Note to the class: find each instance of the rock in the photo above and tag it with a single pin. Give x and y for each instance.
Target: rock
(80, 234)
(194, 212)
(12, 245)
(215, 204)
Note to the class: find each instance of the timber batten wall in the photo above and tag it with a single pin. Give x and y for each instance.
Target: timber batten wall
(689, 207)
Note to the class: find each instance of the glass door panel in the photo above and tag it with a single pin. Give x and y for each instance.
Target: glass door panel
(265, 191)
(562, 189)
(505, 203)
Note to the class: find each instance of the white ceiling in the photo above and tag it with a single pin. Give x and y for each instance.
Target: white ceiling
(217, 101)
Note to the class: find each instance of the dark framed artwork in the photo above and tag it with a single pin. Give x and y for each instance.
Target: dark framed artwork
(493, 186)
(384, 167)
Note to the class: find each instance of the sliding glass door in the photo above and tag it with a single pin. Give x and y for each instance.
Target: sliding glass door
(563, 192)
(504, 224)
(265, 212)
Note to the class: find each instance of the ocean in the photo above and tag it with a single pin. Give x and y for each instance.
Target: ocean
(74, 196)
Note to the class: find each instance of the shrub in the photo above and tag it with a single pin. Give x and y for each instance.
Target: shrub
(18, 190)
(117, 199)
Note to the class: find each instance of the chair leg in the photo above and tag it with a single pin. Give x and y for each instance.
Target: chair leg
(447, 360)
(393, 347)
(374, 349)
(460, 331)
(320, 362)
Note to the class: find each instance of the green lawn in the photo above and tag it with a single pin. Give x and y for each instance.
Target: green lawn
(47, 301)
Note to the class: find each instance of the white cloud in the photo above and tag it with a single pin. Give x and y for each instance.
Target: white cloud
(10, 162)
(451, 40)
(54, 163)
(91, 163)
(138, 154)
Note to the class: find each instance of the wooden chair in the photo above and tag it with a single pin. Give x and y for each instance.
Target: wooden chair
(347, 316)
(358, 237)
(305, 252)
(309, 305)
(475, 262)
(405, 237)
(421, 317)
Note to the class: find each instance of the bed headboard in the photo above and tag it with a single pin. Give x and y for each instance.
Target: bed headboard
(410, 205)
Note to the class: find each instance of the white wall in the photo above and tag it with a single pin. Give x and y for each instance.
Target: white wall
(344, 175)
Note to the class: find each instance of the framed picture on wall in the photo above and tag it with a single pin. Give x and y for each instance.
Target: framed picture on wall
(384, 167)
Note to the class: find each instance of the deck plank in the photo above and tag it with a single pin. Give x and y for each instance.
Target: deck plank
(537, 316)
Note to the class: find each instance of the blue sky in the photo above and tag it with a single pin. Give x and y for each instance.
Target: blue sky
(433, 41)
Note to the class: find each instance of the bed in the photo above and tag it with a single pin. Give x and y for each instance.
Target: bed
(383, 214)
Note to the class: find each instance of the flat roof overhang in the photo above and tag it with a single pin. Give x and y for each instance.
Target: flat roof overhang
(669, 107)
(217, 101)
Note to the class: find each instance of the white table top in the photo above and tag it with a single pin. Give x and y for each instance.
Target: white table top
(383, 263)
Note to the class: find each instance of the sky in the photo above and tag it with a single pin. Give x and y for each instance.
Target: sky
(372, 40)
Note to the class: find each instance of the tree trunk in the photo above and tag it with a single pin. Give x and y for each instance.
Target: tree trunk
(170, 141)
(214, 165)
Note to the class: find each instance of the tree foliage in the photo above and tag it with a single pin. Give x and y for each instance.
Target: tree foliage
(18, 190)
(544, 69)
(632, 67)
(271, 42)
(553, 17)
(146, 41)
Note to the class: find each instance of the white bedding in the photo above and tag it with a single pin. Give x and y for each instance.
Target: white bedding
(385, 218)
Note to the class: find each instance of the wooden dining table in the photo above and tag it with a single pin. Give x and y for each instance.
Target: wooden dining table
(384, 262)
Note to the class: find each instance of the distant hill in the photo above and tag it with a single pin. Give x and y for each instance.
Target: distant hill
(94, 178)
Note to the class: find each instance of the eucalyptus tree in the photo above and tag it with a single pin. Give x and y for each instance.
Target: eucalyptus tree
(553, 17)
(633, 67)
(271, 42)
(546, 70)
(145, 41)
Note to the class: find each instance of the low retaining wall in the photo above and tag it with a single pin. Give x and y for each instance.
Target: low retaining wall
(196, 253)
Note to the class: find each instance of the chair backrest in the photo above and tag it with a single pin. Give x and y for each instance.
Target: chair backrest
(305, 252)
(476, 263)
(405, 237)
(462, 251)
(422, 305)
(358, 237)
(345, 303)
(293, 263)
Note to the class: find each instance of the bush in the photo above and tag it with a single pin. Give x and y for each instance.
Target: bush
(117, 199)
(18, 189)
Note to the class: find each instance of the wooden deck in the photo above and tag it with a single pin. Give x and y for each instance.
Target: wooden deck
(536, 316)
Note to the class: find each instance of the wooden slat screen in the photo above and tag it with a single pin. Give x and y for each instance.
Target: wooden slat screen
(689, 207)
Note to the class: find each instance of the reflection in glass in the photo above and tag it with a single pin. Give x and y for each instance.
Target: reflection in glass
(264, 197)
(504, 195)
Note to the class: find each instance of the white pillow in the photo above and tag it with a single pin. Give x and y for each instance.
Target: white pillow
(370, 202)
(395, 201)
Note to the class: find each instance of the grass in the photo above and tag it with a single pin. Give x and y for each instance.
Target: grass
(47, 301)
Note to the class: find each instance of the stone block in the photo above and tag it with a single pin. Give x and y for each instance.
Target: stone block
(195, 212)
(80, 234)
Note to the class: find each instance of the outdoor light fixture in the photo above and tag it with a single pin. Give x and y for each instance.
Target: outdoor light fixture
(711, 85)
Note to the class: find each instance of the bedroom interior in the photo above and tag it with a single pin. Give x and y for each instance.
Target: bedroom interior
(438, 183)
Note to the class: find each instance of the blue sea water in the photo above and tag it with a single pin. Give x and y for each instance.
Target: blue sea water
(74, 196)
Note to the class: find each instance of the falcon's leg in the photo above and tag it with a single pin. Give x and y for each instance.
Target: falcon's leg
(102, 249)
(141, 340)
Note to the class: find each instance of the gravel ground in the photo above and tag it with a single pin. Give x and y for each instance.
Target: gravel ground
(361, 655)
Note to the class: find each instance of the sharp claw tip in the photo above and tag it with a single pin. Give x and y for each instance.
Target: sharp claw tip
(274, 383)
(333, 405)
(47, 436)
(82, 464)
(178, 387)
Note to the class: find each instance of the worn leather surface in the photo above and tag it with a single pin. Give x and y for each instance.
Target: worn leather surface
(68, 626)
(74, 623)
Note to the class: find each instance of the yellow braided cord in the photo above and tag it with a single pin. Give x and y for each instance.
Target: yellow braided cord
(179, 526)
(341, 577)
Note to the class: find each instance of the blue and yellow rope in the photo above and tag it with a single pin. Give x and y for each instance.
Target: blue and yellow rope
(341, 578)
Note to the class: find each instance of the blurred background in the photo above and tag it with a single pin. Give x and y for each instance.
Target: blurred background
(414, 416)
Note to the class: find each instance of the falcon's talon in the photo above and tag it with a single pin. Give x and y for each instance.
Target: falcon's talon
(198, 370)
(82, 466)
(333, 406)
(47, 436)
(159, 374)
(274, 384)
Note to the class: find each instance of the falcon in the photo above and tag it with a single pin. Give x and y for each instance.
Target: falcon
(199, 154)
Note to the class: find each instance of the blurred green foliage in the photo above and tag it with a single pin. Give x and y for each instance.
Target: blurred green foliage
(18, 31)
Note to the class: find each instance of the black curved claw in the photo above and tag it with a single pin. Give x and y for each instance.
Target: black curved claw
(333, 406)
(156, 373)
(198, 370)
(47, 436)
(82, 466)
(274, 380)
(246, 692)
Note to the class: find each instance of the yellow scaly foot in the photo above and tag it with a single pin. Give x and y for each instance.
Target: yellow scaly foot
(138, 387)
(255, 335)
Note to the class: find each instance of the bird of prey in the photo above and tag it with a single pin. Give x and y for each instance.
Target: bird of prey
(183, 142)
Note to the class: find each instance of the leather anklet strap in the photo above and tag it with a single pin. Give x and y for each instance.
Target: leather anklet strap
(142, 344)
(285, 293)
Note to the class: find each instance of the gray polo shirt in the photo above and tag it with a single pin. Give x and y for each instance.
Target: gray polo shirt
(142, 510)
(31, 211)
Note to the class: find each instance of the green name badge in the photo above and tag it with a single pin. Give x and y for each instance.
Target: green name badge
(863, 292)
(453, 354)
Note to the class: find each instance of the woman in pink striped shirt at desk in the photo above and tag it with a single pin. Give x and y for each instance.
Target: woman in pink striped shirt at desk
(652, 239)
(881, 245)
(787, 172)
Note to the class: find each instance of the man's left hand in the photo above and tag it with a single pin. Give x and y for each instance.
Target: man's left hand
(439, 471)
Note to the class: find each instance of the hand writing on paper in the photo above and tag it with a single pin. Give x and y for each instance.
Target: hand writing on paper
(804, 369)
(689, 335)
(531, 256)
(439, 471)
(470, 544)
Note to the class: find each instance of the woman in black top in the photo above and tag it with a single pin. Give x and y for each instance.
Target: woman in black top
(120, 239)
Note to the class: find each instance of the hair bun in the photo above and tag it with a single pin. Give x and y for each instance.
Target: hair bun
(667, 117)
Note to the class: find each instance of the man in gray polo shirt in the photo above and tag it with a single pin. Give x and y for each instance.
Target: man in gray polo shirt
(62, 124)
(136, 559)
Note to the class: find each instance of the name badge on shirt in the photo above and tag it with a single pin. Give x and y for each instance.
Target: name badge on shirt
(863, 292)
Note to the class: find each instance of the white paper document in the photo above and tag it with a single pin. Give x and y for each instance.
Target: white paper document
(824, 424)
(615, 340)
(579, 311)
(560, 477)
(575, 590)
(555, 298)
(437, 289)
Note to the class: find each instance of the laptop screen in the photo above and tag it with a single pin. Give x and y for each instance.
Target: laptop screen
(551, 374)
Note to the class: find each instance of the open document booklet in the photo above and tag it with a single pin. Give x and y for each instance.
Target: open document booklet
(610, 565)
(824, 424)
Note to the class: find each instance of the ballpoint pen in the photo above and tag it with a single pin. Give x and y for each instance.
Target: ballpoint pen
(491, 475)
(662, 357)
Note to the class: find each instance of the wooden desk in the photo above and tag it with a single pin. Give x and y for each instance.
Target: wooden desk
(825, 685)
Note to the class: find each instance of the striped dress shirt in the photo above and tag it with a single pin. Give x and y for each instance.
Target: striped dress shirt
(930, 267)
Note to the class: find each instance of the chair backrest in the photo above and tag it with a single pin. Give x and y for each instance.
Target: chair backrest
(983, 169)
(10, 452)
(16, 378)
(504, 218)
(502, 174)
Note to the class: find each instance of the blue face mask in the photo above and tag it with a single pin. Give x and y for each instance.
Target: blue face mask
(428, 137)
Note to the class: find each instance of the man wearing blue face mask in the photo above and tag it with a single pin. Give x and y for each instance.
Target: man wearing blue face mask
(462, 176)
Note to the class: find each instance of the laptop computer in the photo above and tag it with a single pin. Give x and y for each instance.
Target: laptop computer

_____

Produce an exact copy of the lines from the one containing "Note to the class: find each instance of the wooden desk" through the last line, and of nothing else.

_OUTPUT FOR THIS EXERCISE_:
Note to the class: find each instance of the wooden desk in the photo above and tag it with a single pin. Give x and y for each instance.
Target: wooden desk
(825, 685)
Note to the class: find each instance of the striped dress shirt in the photo above and tag it with a single pin. Give x and y for each instance.
Target: striped dress shirt
(930, 267)
Note to the class: find each instance of the chair backrest in the photo above and tag it with a single pin. Give x and y for each instance.
Target: chair backrest
(983, 169)
(10, 452)
(16, 378)
(504, 218)
(502, 174)
Note to the class: find each instance of the blue face mask in the photo above and tag it with a single pin. Give x and y for each instance.
Target: blue face mask
(428, 137)
Note to the class: find each instance of the man wearing blue face mask in the photo above and tag it with a single pin. Give x and y for each instance.
Target: man wearing blue face mask
(462, 176)
Note to the class: find each instance of the laptop computer in the photo above and tag it with a single pin. Give x and y for each instance.
Target: laptop computer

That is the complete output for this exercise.